--- LISTED RECORDS ---
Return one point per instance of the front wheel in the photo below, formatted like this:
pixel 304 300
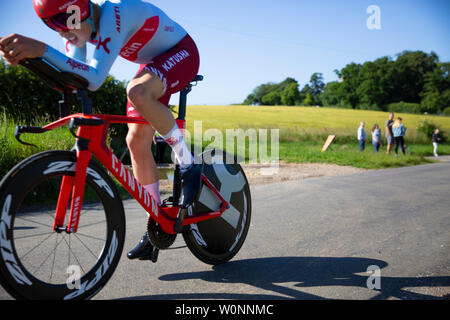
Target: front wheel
pixel 218 240
pixel 35 261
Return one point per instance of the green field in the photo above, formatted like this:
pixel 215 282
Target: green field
pixel 300 119
pixel 303 131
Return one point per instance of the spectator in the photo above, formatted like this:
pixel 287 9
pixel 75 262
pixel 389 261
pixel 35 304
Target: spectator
pixel 362 137
pixel 398 131
pixel 376 138
pixel 436 139
pixel 389 135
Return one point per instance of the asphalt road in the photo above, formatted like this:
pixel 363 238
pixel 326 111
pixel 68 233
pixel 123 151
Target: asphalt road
pixel 315 239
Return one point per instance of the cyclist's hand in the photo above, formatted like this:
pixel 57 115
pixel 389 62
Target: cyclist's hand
pixel 16 47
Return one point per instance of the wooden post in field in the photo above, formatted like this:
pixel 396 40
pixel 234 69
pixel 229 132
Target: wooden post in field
pixel 328 143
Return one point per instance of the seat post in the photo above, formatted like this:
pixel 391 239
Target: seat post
pixel 66 103
pixel 177 171
pixel 183 101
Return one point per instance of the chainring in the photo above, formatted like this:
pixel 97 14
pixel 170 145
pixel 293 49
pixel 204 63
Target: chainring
pixel 158 238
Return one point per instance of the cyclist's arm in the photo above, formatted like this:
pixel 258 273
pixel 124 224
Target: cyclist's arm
pixel 105 53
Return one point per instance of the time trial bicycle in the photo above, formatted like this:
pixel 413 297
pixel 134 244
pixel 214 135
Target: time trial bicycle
pixel 61 210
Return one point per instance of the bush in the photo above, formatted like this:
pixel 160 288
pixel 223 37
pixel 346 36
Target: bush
pixel 405 107
pixel 446 112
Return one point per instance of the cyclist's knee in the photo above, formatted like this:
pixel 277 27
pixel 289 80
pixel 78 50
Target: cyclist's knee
pixel 139 139
pixel 143 90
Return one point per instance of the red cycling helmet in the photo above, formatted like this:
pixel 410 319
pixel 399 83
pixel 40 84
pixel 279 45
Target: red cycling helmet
pixel 54 12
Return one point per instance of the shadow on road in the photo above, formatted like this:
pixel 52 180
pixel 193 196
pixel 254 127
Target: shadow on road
pixel 271 273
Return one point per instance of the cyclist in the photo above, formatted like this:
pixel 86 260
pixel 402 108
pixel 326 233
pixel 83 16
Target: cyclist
pixel 139 32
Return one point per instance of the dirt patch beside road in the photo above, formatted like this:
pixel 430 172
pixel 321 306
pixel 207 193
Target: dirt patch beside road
pixel 261 174
pixel 258 174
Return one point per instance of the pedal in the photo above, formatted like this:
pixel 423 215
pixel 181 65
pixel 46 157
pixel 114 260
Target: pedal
pixel 167 201
pixel 178 227
pixel 155 254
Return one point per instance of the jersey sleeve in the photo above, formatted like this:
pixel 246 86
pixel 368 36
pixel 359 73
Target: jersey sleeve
pixel 107 49
pixel 74 52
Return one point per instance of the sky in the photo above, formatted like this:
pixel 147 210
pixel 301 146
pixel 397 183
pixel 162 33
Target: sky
pixel 244 43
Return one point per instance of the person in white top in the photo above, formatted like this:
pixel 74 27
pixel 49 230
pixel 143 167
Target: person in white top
pixel 362 137
pixel 139 32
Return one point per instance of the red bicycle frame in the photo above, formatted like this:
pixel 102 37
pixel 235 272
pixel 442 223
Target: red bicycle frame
pixel 91 135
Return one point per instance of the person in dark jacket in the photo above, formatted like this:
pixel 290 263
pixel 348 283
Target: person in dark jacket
pixel 436 137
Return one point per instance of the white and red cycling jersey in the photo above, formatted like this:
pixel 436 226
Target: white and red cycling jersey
pixel 139 32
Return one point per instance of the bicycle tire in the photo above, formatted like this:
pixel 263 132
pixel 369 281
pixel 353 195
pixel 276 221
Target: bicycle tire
pixel 218 240
pixel 19 215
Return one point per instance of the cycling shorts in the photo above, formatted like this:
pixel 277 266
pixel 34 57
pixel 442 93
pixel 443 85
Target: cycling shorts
pixel 176 68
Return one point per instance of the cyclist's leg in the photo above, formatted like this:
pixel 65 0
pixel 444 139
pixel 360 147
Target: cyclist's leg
pixel 139 140
pixel 145 93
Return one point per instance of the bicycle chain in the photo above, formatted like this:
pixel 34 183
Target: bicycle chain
pixel 158 238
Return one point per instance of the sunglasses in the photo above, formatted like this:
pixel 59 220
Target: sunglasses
pixel 59 22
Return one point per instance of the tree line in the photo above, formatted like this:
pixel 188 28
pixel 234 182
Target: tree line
pixel 414 82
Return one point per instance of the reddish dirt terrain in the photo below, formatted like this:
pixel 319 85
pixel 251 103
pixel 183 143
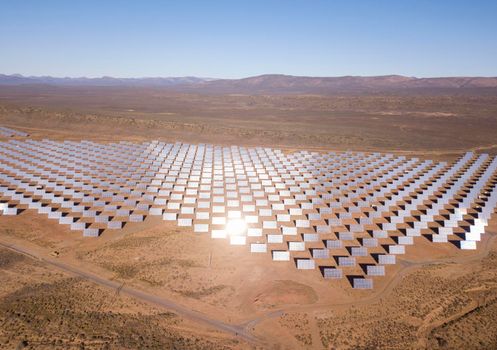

--- PROBLEM DESCRIPTION ---
Give again the lines from the line that contains "pixel 34 57" through the last line of the material above, exactly and with both ends included. Omit the pictures.

--- ANSWER SECTION ---
pixel 34 57
pixel 442 93
pixel 443 85
Target: cycling shorts
pixel 176 68
Return one point per instance of the cyclist's leg in the photo above, formatted like this:
pixel 65 0
pixel 444 139
pixel 360 147
Target: cyclist's leg
pixel 139 140
pixel 145 93
Return one point per instance of the bicycle chain in the photo above, formatted like this:
pixel 34 183
Target: bicycle chain
pixel 158 238
Return one point per instance of the sunglasses in the photo above, formatted like this:
pixel 59 220
Target: sunglasses
pixel 59 22
Return one point per instance of the tree line in the photo above, formatted like this:
pixel 188 28
pixel 234 182
Target: tree line
pixel 414 82
Return one point per instance of the reddish dirt terrain in the photo below, formatted like this:
pixel 319 85
pixel 251 103
pixel 183 143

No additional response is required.